| Extracted text |
One common misconception in photography is that you need to be somewhere to get a good photo. Somewhere outside, somewhere with stunning landscapes and somewhere far from home.
Sure, visiting amazing destinations help to easily create some visual magic but when it comes down to it, having a great ‘eye’ for photography is just as important as your subject matter. You’ve got all you need to improve your photography right in your own home and I guess now is as good a time as any to get cracking and take advantage of the chance to get creative within your own four walls!
Isolation during the Covid-19 pandemic is the ideal time to improve your photography by simply being a critic of your own work and taking the time to improve your photography by learning creative techniques or developing ideas and photo shoot concepts. You can get started by something as small as reviewing old images, opening up Photoshop and clicking on random tools to see how they work or take it a step further and develop mini photo shoot concepts on your kitchen bench.
I’ve been using this time to edit new projects and photographs but to also look back at past projects or client work to see how my photography has progressed and whether or not there are improvements that can be made to help prepare for future jobs or to ensure continuity within my portfolio.
For those of you currently in isolation, or even for when this all calms down and you’ve got a few spare hours, the tips below are ideas to use for expanding your creative mind and developing your photographic eye. They’re challenges I personally use when I’m stuck in a rut and ones that I also personalise and give my mentoring students (enquire about mentoring here) to get them on the right path to creative vision.
If you want to access to more tips straight up and get started on a path to a creative photography career check out my eBOOK ‘A Photographer’s Guide to Creative Vision‘, 60+ pages of tips to think creatively, develop a project idea and expand your photographic vision. Keep scrolling for a discount code!
Those keen for a few handy tips to get through isolation in the meantime though, continue reading for the goods. If you’ve got other ways you’re keeping sane and using photography to do so, feel free to leave a comment below and let us all know what you’re doing!
Be your own critic –
Photography is such a subjective art form that you can show any ten people a single image and you’ll no doubt have differing opinions about whether it’s good or bad. I believe there’s no wrong or right but what makes a great photo depends on your original purpose. Were you intending to capture a beautiful sunset to make people say wow? Did you want to tell a story? Are you taking images for a client and need to showcase a specific product or scene?

| Data records |
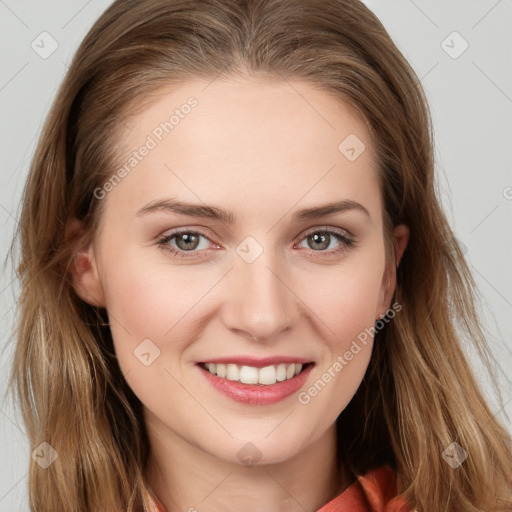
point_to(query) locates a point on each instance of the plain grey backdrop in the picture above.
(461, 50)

==

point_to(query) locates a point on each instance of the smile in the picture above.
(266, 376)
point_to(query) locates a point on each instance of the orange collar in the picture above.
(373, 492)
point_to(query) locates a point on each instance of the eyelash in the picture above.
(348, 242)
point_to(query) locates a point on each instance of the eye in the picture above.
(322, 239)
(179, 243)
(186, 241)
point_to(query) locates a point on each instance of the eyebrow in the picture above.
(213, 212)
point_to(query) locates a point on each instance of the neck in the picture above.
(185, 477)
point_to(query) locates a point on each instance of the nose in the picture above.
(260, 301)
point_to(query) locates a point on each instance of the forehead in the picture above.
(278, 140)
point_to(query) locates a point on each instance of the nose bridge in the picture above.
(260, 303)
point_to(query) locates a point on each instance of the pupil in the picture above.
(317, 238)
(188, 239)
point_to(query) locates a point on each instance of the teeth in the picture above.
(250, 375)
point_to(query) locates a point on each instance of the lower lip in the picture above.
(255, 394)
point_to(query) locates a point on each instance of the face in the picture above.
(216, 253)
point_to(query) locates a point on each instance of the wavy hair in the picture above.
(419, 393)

| Tasks |
**A.** Extract the passage of the photography-at-home article that runs from "I’ve been using" down to "to creative vision.", copying it word for word.
**B.** Extend the article on improving your photography at home during isolation, picking up after its last sentence.

| Per-task answers |
**A.**
I’ve been using this time to edit new projects and photographs but to also look back at past projects or client work to see how my photography has progressed and whether or not there are improvements that can be made to help prepare for future jobs or to ensure continuity within my portfolio.
For those of you currently in isolation, or even for when this all calms down and you’ve got a few spare hours, the tips below are ideas to use for expanding your creative mind and developing your photographic eye. They’re challenges I personally use when I’m stuck in a rut and ones that I also personalise and give my mentoring students (enquire about mentoring here) to get them on the right path to creative vision.

**B.**
Knowing why you took the image will dictate whether or not you were successful in doing so and who better to assess this that the person who took the photo? You! Being your own critic by reviewing old images (read more here about how to curate your own work) is a great way to take your photography one step further and progress to a point that you’re questioning how you’re taking photos and why.
If you’ve been on a trip recently or have a collection of photos from a photo shoot or even just random shots from the past few months, pop some together and spend some time browsing through them.
Instead of just looking at the photo and reminiscing about the moment, really dig deep and ask yourself the following questions –
Why did I take this photo?
Could I have improved the composition?
Is my framing helping or hindering the image?
Are there elements I could have added to improve the image?
Is the intended subject in focus and is it obvious?
Were my settings correct and is the image technically ok?
Check for noise, blur and incorrect use of exposure.
Once you’re done reviewing the images, put them into folders that include those shots you’d like to do over and completely change, those you think are good as they are and some favourites you love but want to improve.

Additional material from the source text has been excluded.